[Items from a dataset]
▼▼▼

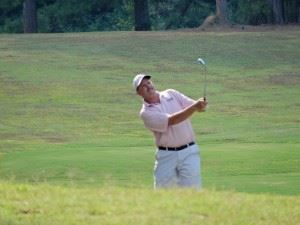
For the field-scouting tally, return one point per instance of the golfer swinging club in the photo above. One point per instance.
(167, 114)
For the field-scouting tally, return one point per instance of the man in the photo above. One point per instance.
(167, 114)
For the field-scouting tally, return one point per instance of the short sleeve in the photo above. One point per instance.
(155, 121)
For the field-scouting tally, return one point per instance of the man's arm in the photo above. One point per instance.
(182, 115)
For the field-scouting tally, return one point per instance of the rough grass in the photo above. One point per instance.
(69, 115)
(44, 204)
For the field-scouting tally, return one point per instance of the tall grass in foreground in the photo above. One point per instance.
(53, 205)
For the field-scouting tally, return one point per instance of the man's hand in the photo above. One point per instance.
(201, 104)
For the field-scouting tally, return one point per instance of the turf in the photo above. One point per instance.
(45, 204)
(69, 115)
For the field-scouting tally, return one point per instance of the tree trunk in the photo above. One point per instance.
(222, 15)
(29, 16)
(141, 15)
(277, 7)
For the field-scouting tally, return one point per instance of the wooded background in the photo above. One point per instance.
(30, 16)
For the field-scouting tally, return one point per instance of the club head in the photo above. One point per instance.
(201, 61)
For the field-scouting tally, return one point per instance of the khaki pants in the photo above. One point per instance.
(178, 168)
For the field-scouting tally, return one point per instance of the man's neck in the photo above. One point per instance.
(154, 99)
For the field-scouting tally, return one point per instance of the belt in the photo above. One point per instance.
(176, 148)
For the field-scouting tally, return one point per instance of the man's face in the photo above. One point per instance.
(146, 88)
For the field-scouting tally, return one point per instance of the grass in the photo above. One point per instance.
(44, 204)
(70, 133)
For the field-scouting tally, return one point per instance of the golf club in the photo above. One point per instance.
(202, 62)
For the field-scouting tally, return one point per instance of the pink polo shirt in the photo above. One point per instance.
(155, 117)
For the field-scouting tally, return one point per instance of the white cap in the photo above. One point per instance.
(138, 79)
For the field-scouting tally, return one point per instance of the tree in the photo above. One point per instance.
(221, 11)
(277, 9)
(29, 16)
(141, 15)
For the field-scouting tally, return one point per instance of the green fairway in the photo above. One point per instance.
(69, 115)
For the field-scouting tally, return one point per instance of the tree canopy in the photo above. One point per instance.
(114, 15)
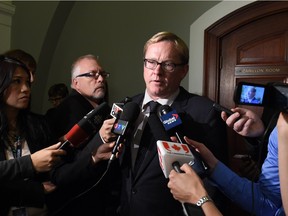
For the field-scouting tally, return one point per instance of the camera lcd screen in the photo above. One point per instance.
(250, 94)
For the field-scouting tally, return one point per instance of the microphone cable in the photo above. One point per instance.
(259, 161)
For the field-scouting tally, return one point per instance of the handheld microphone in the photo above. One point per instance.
(171, 154)
(172, 122)
(117, 108)
(86, 127)
(121, 127)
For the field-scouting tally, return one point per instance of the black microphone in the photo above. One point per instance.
(172, 122)
(87, 126)
(122, 125)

▲▲▲

Your instructions :: All records must be output exactly as they are, except for the pictures, which are left out.

Task output ::
For the field-scouting tally, return one point per instance of the golfer swinging club in the photo above. One point per instance.
(167, 114)
For the field-scouting tally, return one point per instance of the man in the photo above. One point per instance.
(167, 114)
For the field-scouting tally, return one point per instance of the short sleeve in the photo above. One point per instance.
(155, 121)
For the field-scouting tally, return one point per instance of the man's arm in the photo above. One point per instance.
(182, 115)
For the field-scouting tally, return one point per instance of the rough grass in the photo above. One point per instance.
(69, 115)
(44, 204)
For the field-scouting tally, return one point per instance of the tall grass in foreground in the photo above. One point per instance.
(53, 205)
For the field-scouting tally, return one point per instance of the man's hand in the photo above. One point per instance.
(201, 104)
For the field-scouting tally, return one point per instance of the turf in the photo above. One point per instance.
(45, 204)
(69, 115)
For the field-scouting tally, return one point per instance of the tree trunk in the photo above. One point per instance.
(222, 15)
(29, 16)
(141, 15)
(277, 7)
For the field-scouting tally, return one point per instance of the wooded background in the photo above. One point per instance.
(30, 16)
For the field-scouting tally, return one point per instance of the club head in the photo above. One point per instance.
(201, 61)
For the field-scouting tally, return one point per instance of the khaki pants in the photo above. One point per instance.
(178, 168)
For the field-scouting tally, return one point per instance of the man's neck in the photo above. One point per instance.
(154, 99)
For the field-scouting tally, return one point per instance of the belt in the photo above. One point per instance.
(176, 148)
For the field-scouting tally, return one point per instance of the man's face in the photo above. One point per instance.
(146, 88)
For the field-scouting tally, return one point per instance of the grass in the photo above. One point per instance.
(44, 204)
(70, 133)
For the field-scouting tally, return one point per instance of the golf club in the photo above. One point per instance.
(202, 62)
For the field-scouting tally, return one point per instance of the pink polo shirt in the photo above. One point per instance.
(155, 117)
For the field-scouting tally, return one point per instance of the white cap in the photo above. One point per instance.
(138, 79)
For the field-scouting tally, return one point per instance of the tree in the photo above. One point per instance.
(221, 11)
(277, 9)
(29, 16)
(141, 15)
For the field-scouting tally, return one point per instance of the green fairway in the photo above. One point per instance.
(69, 115)
For the field-scouting tally, return one point per instance of the tree canopy in the photo above. One point per instance.
(114, 15)
For the field-scouting tally, return one point per instance of the camera lcd screen in the photo above. One point per instance.
(250, 94)
For the field-scouting tally, return one point per instance of the microphone cable in the photo above. One point per instance.
(259, 161)
For the field-scouting tally, return one point per instance of the handheld microphone in the photo above. One point per instance.
(171, 154)
(172, 122)
(117, 108)
(86, 127)
(121, 127)
For the field-scouting tally, return one point per instance of the black microphone in the photo above. One point per instance.
(172, 122)
(87, 126)
(122, 125)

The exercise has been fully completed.